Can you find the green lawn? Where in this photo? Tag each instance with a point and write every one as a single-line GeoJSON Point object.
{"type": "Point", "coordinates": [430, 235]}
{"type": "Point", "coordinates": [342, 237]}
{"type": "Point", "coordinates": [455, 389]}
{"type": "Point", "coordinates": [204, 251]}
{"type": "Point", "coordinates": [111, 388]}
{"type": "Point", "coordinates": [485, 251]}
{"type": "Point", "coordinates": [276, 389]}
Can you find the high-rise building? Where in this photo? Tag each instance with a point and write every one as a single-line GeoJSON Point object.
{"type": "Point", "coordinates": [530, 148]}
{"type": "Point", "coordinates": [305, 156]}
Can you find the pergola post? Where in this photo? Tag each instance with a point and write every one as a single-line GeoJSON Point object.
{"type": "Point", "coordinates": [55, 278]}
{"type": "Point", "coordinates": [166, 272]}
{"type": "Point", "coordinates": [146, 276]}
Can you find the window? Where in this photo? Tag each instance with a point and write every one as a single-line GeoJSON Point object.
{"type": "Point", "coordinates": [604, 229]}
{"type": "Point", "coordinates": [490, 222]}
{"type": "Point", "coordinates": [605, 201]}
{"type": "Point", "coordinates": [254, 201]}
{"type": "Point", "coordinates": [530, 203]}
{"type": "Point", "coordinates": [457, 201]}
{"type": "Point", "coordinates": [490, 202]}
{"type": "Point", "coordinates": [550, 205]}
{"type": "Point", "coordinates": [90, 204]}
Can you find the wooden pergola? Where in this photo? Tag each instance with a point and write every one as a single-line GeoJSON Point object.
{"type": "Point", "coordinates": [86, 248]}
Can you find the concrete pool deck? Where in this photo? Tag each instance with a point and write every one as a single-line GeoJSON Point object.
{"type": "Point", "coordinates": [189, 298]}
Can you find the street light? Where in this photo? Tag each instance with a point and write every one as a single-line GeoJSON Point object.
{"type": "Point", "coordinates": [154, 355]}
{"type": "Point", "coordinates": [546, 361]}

---

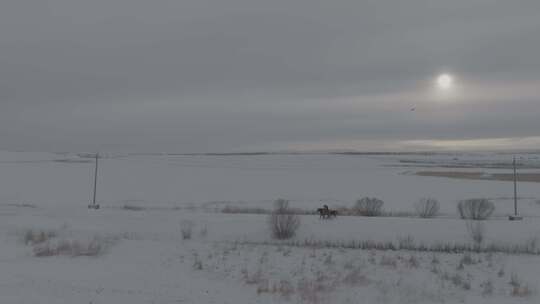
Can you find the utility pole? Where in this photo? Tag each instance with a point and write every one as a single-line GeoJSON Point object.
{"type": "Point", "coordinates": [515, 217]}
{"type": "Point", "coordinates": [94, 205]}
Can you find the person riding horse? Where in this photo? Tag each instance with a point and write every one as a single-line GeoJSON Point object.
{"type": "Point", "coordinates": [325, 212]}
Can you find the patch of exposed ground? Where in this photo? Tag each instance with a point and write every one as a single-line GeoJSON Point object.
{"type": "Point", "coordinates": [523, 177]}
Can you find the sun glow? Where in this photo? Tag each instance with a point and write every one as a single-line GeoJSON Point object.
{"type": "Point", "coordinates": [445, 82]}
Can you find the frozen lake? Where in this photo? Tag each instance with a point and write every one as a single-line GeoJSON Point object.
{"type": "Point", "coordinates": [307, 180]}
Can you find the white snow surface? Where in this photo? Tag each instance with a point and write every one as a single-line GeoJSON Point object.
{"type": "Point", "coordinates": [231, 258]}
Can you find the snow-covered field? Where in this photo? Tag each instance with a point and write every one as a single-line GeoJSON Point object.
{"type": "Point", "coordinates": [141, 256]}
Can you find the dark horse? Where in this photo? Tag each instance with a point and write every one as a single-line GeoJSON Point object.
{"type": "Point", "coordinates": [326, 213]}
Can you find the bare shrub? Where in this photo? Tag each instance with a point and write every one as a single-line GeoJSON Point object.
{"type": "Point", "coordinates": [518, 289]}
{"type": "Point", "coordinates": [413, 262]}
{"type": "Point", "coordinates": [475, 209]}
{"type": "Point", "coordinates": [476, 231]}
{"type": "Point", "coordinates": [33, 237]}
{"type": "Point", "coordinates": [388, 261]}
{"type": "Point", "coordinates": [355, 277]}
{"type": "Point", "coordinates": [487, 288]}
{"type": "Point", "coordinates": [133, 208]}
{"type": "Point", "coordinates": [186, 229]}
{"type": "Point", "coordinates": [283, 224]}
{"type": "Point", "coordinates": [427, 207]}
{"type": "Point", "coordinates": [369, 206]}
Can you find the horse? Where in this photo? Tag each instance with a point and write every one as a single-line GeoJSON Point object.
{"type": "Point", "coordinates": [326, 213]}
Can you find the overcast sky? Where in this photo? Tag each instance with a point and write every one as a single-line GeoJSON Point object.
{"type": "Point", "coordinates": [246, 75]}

---

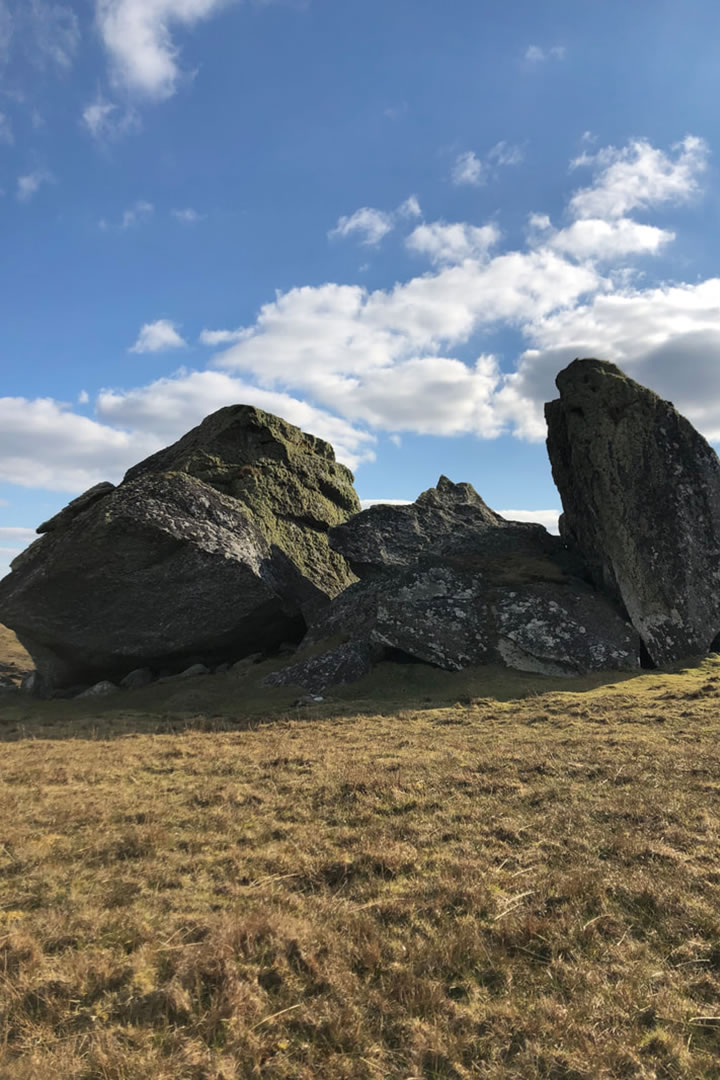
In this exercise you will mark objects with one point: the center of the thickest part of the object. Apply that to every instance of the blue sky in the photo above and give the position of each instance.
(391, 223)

== WRITTEN REQUEST ==
Find each line in the listing that contains the string "horse" and copy those lines out in full.

== EXERCISE RESPONSE ==
Can you find the person riding horse? Where in this photo? Tag each instance with a point and write every one as a single-line GeoJSON Point object.
Can you find the dark horse? Where in this photo? Tag each instance with a point and write every one as a single-line GeoJSON Point object.
Can you find the horse? Where in this photo? Tag each instance with a point and write every one as a single-line GeoJSON Point object.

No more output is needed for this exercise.